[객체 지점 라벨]

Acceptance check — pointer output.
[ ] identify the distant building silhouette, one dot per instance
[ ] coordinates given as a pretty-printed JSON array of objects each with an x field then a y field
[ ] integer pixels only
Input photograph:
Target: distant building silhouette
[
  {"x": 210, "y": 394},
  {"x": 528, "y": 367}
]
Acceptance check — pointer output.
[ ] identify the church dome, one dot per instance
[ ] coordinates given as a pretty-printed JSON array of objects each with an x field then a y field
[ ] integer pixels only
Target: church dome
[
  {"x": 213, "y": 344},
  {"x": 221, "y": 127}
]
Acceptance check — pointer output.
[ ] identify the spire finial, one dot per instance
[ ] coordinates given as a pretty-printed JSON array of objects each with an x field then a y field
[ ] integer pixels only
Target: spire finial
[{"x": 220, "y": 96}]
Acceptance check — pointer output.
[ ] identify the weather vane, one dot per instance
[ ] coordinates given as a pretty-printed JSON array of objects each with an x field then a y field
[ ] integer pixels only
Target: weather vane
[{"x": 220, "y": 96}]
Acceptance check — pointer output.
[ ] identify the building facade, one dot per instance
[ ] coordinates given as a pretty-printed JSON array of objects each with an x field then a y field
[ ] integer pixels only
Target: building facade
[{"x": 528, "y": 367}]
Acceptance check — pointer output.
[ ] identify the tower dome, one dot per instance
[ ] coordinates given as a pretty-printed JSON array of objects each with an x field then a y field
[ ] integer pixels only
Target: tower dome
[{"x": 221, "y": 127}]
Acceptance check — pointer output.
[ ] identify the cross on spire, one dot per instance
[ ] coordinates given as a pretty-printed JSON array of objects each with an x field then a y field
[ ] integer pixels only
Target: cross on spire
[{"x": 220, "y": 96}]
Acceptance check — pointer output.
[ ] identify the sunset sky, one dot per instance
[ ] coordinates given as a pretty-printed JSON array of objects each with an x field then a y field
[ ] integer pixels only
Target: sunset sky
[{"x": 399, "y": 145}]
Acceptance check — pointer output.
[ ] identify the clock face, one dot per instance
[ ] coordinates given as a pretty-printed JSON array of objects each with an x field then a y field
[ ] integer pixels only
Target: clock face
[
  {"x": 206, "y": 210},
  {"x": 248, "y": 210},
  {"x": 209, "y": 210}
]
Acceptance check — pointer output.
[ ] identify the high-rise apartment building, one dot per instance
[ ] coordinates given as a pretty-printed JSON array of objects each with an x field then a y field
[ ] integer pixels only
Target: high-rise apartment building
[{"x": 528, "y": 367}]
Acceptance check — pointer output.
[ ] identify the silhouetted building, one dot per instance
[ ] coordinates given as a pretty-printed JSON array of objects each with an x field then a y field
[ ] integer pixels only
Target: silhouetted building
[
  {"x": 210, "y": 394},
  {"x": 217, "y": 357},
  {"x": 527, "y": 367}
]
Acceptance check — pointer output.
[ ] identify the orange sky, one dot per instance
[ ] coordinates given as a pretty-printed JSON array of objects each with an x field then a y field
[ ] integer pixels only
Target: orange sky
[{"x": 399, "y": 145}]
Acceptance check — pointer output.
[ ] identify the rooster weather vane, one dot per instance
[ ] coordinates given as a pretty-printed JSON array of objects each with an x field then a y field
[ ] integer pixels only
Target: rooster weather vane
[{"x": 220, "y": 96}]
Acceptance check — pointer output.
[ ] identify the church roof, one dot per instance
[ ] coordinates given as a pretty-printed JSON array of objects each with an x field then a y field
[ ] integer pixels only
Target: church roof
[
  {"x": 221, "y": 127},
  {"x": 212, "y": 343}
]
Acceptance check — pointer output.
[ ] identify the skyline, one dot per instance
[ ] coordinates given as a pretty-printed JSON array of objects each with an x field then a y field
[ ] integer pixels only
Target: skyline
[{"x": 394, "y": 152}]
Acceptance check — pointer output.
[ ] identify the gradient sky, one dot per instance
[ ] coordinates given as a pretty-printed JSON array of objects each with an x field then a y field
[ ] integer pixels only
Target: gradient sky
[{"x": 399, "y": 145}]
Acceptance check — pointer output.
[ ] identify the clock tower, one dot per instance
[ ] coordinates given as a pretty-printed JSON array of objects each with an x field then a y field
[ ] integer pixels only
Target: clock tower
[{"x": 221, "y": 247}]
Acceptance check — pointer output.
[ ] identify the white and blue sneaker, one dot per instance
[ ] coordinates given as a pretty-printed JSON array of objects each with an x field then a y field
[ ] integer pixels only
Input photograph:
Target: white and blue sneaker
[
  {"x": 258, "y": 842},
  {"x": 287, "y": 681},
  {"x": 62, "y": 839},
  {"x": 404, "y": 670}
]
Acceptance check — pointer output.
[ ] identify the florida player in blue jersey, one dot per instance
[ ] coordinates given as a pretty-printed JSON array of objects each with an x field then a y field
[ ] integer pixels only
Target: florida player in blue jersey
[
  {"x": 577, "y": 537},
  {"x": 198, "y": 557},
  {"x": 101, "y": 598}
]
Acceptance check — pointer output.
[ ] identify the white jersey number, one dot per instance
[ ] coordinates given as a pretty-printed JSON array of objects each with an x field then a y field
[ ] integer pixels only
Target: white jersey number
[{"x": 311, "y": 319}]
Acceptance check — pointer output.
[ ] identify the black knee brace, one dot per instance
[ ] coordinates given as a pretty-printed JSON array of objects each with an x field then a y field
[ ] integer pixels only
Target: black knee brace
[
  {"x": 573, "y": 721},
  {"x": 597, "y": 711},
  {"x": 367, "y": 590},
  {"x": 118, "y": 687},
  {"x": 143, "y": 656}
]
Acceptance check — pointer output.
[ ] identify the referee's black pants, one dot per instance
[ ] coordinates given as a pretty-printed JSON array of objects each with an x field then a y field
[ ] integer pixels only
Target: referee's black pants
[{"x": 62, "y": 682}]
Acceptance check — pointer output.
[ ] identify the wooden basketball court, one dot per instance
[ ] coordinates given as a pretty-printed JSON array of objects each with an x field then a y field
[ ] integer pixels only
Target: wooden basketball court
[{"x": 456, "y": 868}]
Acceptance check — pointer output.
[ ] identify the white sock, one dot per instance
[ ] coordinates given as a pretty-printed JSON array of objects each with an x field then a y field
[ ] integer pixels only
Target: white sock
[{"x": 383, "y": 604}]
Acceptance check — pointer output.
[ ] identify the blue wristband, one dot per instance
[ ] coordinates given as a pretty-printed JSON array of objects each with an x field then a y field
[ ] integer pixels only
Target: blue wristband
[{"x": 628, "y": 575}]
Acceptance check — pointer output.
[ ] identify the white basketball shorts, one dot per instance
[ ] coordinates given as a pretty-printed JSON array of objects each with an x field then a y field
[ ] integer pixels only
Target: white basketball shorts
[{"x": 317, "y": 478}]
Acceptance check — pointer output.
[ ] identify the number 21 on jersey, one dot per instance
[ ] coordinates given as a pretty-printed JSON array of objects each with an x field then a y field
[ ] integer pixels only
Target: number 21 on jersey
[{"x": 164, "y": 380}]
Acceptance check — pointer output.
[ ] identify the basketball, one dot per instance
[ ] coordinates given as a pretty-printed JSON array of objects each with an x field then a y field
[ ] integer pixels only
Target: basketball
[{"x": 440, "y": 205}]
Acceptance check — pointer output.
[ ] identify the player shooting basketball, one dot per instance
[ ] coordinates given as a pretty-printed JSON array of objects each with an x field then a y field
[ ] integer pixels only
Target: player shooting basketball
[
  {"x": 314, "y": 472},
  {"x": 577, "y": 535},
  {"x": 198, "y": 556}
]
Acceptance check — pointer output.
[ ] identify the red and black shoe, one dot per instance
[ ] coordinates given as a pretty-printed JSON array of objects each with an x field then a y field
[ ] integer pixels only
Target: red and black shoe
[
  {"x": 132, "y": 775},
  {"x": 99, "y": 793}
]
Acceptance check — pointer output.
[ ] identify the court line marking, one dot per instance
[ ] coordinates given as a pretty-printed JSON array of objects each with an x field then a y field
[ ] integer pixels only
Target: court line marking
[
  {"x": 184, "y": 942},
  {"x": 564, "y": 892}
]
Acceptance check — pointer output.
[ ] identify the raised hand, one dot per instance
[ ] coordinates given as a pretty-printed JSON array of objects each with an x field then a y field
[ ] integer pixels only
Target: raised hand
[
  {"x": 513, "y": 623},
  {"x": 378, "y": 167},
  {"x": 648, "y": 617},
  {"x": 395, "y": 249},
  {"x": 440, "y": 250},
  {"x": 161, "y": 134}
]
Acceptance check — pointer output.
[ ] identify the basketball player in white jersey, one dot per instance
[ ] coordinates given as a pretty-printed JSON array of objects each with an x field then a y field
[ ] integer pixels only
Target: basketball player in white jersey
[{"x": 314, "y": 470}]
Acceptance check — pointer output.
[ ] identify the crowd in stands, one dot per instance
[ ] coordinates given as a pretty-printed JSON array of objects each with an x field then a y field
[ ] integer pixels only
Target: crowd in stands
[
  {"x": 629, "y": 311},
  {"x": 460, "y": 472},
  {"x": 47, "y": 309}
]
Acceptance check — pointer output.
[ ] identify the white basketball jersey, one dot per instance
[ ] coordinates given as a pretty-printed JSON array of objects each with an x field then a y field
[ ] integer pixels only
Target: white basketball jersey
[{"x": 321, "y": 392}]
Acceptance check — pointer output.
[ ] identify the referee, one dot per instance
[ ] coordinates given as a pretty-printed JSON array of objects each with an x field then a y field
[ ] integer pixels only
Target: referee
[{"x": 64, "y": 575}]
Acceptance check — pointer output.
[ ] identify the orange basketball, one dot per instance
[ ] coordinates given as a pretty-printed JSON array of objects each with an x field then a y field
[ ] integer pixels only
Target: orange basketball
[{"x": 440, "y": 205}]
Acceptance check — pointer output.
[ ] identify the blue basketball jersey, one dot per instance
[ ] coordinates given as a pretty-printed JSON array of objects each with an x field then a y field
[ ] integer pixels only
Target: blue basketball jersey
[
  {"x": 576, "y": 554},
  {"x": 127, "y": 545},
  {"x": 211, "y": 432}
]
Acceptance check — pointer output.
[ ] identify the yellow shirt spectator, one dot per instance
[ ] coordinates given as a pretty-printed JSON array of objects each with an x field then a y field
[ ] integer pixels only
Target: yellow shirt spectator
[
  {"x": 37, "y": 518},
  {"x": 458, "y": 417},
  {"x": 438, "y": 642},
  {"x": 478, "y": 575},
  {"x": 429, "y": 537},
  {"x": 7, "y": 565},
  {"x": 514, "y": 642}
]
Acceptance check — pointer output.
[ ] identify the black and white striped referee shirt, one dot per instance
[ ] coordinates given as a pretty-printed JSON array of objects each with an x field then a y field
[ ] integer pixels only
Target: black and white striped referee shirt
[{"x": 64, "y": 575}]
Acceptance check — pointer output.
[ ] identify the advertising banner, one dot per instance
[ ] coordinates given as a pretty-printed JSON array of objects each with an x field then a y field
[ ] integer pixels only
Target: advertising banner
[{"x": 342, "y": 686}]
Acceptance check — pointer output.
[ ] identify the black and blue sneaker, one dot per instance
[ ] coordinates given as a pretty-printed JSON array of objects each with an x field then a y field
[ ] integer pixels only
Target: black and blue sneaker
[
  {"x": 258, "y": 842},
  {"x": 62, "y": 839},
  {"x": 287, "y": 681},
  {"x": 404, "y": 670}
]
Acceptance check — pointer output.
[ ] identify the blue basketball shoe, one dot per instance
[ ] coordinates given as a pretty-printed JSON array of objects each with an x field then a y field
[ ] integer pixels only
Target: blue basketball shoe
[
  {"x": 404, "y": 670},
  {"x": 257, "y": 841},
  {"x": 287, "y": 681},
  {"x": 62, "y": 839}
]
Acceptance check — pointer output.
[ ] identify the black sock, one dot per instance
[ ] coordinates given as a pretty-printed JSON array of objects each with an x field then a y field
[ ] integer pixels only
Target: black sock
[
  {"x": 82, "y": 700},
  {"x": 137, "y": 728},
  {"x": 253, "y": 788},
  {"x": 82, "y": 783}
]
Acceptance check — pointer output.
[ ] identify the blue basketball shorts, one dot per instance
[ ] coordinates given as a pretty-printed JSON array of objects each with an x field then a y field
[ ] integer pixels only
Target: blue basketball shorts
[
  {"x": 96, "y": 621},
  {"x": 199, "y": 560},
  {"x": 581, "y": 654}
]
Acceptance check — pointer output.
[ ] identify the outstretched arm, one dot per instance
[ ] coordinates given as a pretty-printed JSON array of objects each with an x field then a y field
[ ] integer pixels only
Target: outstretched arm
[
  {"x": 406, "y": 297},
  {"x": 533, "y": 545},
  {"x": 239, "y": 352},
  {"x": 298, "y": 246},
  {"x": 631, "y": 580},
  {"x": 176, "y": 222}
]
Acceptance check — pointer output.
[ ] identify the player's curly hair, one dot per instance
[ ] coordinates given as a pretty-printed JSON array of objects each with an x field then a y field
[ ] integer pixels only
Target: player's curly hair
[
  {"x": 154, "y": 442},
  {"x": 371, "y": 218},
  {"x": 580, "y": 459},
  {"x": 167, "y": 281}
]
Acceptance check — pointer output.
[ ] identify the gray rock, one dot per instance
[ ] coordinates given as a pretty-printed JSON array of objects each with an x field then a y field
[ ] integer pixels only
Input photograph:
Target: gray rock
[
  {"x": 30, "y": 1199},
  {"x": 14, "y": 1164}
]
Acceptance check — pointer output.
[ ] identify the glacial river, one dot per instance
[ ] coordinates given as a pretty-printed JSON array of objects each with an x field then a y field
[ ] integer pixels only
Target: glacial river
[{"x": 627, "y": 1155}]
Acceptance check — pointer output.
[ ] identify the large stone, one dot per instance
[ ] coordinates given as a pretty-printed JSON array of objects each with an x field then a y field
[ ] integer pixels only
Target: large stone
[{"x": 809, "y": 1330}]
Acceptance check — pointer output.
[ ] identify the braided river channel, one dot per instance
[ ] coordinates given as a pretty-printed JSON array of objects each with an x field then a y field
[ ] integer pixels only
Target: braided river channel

## 문제
위 항목에서 문자열 "gray"가 들어 있는 줄을 빠짐없이 모아 주세요. 대소문자를 구별합니다.

## 전체 출력
[ ] identify the gray rock, one dot per instance
Target: gray rock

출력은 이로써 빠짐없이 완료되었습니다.